3. Die akademische Position
Ich habe noch nicht gehört, dass auf akademischer Seite der PR-Beruf und die Ausbildung hierfür von der BWL oder von Juristen beleuchtet worden wären. Statt dessen gibt es ein Positionspapier zur akademischen PR-Ausbildung von der Deutschen Gesellschaft für Publizistik und Kommunikationswissenschaft (DGPuK), das in einer Arbeitsgruppe entstanden ist, die René Seidenglanz und ich leiten durften. Getragen ist dieses 2009 veröffentlichte Papier von der Überzeugung, dass die akademische PR-Ausbildung für einen Einstieg in die PR-Praxis qualifiziert und sich als einer der wichtigsten Wege dorthin entwickeln wird, vor allem durch die Mischung aus wissenschaftlich-analytischem Denken und der Anleitung zu praktischem Handeln. Im Gegensatz zu anderen Studienangeboten ist der Gegenstand der akademischen PR-Ausbildung logischerweise die PR selbst: Wo sonst werden PR-Theorien, Ansätze, Methoden oder Berufsrollen gelehrt, diskutiert und die PR-Praxis untersucht? Typischerweise werden in diesem Zusammenhang je nach Studiengang unterschiedlich gewichtet zusätzliche Kenntnisse zu Journalismus, Medienrecht, Wirtschaft, Politik, Soziologie oder Psychologie vermittelt.

• ARBEITSAUFTRAG 1
Beantworte die folgenden Fragen zum Ausgangstext.
(a) Von welcher Organisation stammt das Positionspapier zur akademischen PR-Ausbildung?
(b) In welchem Jahr wurde dieses Papier veröffentlicht?
(c) Zu welchen Bereichen werden je nach Studiengang zusätzliche Kenntnisse vermittelt?
• ARBEITSAUFTRAG 2
Entscheide bei jeder Aussage, ob sie mit dem Ausgangstext übereinstimmt. Antworte mit Ja oder Nein und zitiere die ausschlaggebenden Worte des Textes wörtlich.
(a) Das Positionspapier ist in einer Arbeitsgruppe entstanden, die unter anderem von René Seidenglanz geleitet wurde.
(b) Auf akademischer Seite haben Juristen den PR-Beruf beleuchtet.
(c) Der Gegenstand der akademischen PR-Ausbildung ist die PR selbst.

• DATENAUSZUG
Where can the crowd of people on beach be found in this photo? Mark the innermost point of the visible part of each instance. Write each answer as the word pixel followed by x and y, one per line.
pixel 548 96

• LÖSUNG 1
(a) Von der Deutschen Gesellschaft für Publizistik und Kommunikationswissenschaft (DGPuK).
(b) 2009.
(c) Zu Journalismus, Medienrecht, Wirtschaft, Politik, Soziologie oder Psychologie.

• LÖSUNG 2
(a) Ja: „das in einer Arbeitsgruppe entstanden ist, die René Seidenglanz und ich leiten durften“
(b) Nein: „Ich habe noch nicht gehört, dass auf akademischer Seite der PR-Beruf und die Ausbildung hierfür von der BWL oder von Juristen beleuchtet worden wären.“
(c) Ja: „ist der Gegenstand der akademischen PR-Ausbildung logischerweise die PR selbst“